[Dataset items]
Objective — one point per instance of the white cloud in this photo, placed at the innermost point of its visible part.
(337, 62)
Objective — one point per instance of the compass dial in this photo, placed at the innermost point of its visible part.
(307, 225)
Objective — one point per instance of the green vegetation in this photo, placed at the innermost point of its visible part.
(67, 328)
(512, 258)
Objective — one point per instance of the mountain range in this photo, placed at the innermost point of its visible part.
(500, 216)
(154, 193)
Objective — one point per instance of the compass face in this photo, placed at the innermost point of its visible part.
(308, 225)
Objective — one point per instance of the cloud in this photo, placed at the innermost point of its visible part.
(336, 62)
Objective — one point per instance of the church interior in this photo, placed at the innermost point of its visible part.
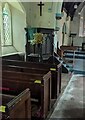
(42, 60)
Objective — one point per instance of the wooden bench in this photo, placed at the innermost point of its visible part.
(39, 68)
(38, 84)
(16, 106)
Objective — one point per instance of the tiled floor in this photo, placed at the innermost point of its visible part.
(64, 81)
(71, 103)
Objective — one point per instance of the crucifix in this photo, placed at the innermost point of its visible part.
(40, 5)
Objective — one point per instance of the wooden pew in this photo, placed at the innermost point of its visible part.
(39, 86)
(55, 72)
(16, 106)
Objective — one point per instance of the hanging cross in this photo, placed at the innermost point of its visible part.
(40, 5)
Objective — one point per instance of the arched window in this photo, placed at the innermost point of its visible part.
(6, 21)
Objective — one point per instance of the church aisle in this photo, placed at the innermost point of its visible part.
(70, 105)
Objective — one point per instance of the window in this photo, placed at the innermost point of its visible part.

• Exercise: Excluding the pictures, restate the records above word for word.

• Answer in full:
Objective — one point per instance of the white cloud in this photo, placed at the innermost point of its visible part.
(337, 62)
Objective — one point per instance of the compass dial in this photo, placed at the innermost point of its visible part.
(307, 225)
Objective — one point per instance of the green vegetation in this photo, placed at the innermost point of its visible part.
(67, 328)
(512, 258)
Objective — one point per instance of the mountain range in this photo, placed at the innermost point of its visible part.
(500, 216)
(154, 193)
Objective — one point per instance of the compass face in this photo, placed at the innermost point of its visible part.
(308, 225)
Objective — one point per instance of the cloud in this photo, placed at the innermost point of its visible part.
(336, 62)
Objective — one point per instance of the church interior in this photo, placed at the innermost point of its visible part.
(42, 60)
Objective — one point per instance of the wooden bench in this photo, placed at the innermost point of its visible part.
(39, 68)
(38, 84)
(16, 106)
Objective — one point per instance of the tiled floor in this photo, placed at the innermost point of its visible part.
(64, 81)
(71, 103)
Objective — one point per instance of the crucifix in this photo, placed at the innermost point of its visible part.
(40, 5)
Objective — one point per instance of the wooden pew in this photo, placed at the innermost point of its visible part.
(39, 86)
(55, 72)
(16, 106)
Objective — one point per instance of the hanging cross in this photo, placed at the innermost point of its visible part.
(40, 5)
Objective — one point per instance of the arched window in this photo, placed at the innermost point of its visible part.
(6, 21)
Objective — one point per instance of the church aisle in this photo, placed at the innermost point of its visible part.
(70, 105)
Objective — one point per instance of the window in this photo, placed at the innermost point of its visible part.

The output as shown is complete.